__本文__
---------------

小浜湾に面する「人魚の浜」を正面に眺めるいけす割烹「雅」。ここは小浜の新鮮な魚介類を最高の形で味わうことができる場所だ。
屋根に瓦、入り口の前の照明には「雅」の文字。店に入ると水槽とカウンターの前に大きないけすがある。畳の間は個室となっており、外観、内装ともに風情がある。店内に入ると、どこか遠くに来たような非日常を体感できる。
店内の水槽では、小浜漁港であがった新鮮なトラフグやタイなど季節に応じた魚介類が群泳している。店内には大きな生けいけすもあるが、現在は老朽化のためメンテナンス中。
いけすを店内に作ったのは、不漁の際にも新鮮な魚介類をお客様にお出しするためと店主の友本正己さんが教えてくれた。おおい町出身の友本さんは、おおい町で飲食店を経営している際、県外からのお客様に、「市場が休みで新鮮な魚介類が食べられない」と言われ、なんとかならないかと考えたそうだ。

---------------

__入力データ__
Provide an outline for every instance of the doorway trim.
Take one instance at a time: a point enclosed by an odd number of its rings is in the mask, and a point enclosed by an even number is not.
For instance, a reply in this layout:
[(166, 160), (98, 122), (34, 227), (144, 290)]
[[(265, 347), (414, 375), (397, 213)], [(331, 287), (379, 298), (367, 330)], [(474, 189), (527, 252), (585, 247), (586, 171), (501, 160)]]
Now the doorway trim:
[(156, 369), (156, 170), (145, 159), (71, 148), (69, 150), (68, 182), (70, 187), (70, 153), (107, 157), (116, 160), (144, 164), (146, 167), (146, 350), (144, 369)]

---------------

__課題の指示__
本文のうち「店内の水槽では、小浜漁港であ」から「かならないかと考えたそうだ。」までの部分を、両端を含めて一字一句そのまま書き写してください。 上記のエントリは使用しません。

__解答例__
店内の水槽では、小浜漁港であがった新鮮なトラフグやタイなど季節に応じた魚介類が群泳している。店内には大きな生けいけすもあるが、現在は老朽化のためメンテナンス中。
いけすを店内に作ったのは、不漁の際にも新鮮な魚介類をお客様にお出しするためと店主の友本正己さんが教えてくれた。おおい町出身の友本さんは、おおい町で飲食店を経営している際、県外からのお客様に、「市場が休みで新鮮な魚介類が食べられない」と言われ、なんとかならないかと考えたそうだ。